EXERCISE SET
A - List every unit root test method named in the energy econometrics extract, giving each abbreviation with its full name.
B - Continue the energy econometrics extract from the point where it stops.

SELECTED EXTRACT

******************************

6) Energy Structure (E.S.): Since 2007, China has increased its investment in new energy sources, and the share of coal consumption in China’s overall energy structure has decreased from 72.5% in 2007 to 57.7% in 2019, while the share of clean energy consumption, such as hydropower, nuclear power, and wind power has increased from 7.5% to 15.3%. This paper selects the share of non-fossil energy to measure the energy structure.

Empirical results and analysis

Unit root test

Although the ARDL method does not require the variables to be of the same order, we can analyze either the zeroth order I(0) or the first order I(1). However, for series I(2) and above, the F-statistic and t-statistic of the boundary cointegration test may be deviated (Pesaran et al., 2001). Therefore, carrying out a unit root test for each variable is necessary before using the ARDL method for the cointegration test. Since the sample number of this paper is only 28 years, considering that the DF-GLS (GLS transformed Dickey–Fuller) unit root test method can overcome the defects of low efficacy of commonly used ADF(augmented Dickey–Fuller) unit root test method and P.P. (Phillips–Perron) unit root test method in the small sample unit root test. Therefore, the DF-GLS unit root test method is adopted, and the null hypothesis is that there is a unit root in the sequence. The results in Table 1 show that the lag order selection is based on SIC criterion (Schwarz Information Criterion) and AIC criterion (Akaike Information Criterion), and the maximum lag order is 5.

******************************

Extracted records

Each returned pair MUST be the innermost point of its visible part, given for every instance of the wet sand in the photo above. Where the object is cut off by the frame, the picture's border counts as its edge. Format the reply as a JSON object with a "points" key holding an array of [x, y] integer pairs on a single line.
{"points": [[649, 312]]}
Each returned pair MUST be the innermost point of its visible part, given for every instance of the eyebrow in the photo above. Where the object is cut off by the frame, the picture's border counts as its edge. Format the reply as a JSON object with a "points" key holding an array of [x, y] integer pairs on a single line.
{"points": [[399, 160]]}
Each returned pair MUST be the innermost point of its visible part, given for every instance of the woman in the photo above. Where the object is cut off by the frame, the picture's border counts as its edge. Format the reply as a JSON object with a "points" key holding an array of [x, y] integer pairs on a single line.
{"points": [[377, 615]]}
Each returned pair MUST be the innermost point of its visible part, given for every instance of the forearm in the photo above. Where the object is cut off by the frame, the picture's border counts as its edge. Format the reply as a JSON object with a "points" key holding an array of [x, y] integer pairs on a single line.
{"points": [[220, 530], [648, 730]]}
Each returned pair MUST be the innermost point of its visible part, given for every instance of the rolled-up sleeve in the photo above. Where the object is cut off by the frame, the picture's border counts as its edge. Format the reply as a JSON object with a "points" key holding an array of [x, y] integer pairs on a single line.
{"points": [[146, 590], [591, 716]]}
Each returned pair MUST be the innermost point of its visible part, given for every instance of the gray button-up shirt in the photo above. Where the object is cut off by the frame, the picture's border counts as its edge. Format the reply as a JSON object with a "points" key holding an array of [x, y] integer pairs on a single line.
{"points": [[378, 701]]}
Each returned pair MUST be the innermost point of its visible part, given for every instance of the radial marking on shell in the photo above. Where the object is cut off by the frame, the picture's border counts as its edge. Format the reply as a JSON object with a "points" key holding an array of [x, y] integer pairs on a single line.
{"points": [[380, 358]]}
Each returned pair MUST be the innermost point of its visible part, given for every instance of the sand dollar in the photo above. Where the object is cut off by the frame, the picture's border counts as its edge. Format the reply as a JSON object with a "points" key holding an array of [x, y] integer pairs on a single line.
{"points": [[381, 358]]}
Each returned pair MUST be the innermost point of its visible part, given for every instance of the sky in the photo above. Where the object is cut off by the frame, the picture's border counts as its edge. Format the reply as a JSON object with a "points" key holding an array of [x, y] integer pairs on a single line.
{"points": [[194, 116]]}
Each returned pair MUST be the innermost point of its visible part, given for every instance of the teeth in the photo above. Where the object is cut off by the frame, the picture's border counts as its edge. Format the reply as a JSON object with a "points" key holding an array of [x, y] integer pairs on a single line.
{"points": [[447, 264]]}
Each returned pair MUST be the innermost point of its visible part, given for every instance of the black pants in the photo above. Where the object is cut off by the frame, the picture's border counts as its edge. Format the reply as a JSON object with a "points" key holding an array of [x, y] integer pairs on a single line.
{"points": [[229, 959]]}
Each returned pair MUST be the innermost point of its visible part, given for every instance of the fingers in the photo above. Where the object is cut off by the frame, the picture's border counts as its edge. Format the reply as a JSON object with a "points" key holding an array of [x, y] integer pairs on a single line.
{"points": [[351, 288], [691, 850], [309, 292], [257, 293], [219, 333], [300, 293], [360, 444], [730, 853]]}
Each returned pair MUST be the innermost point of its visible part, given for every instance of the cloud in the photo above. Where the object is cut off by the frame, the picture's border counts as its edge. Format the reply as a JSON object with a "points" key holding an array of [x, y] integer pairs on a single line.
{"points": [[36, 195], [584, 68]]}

******************************

ANSWERS TO THE PROBLEMS
A -
DF-GLS (GLS transformed Dickey–Fuller)
ADF (augmented Dickey–Fuller)
P.P. (Phillips–Perron)

B -
TABLE 1

TABLE 1. Results of the serial unit root test of each variable based on the DF-GLS method.

As can be seen from Table 1, all variables adopted in this paper are first-order integrated I(1) processes, so the ARDL model can be further used to analyze whether there is a long-term cointegration relationship among variables.

ARDL model selection and boundary cointegration test

Before using Eq. 10 for the cointegration test, we should first calculate the optimal lag order of Eq. 9. We choose the maximum final order as 2, through the empirical sample size of this paper, and then according to AIC, SIC, and H.Q. criteria, the optimal ARDL models without and with trend terms are ARDL (2,2,2,2) and ARDL (2,2,2,1,1,1,2), respectively. Table 2 shows the corresponding estimation results.

TABLE 2

TABLE 2. ARDL model estimation results.

According to Table 2, the trend term of ARDL with trend term (2,2,2,1,1,1,2) is not significant. Meanwhile, based on statistical indicators such as AIC and H.Q., it is found that ARDL without a trend term (2,2,2,2,2) is better than the model with a trend term. Therefore, we analyzed the ARDL (2,2,2,2,2) model without trend term as the basis for analysis.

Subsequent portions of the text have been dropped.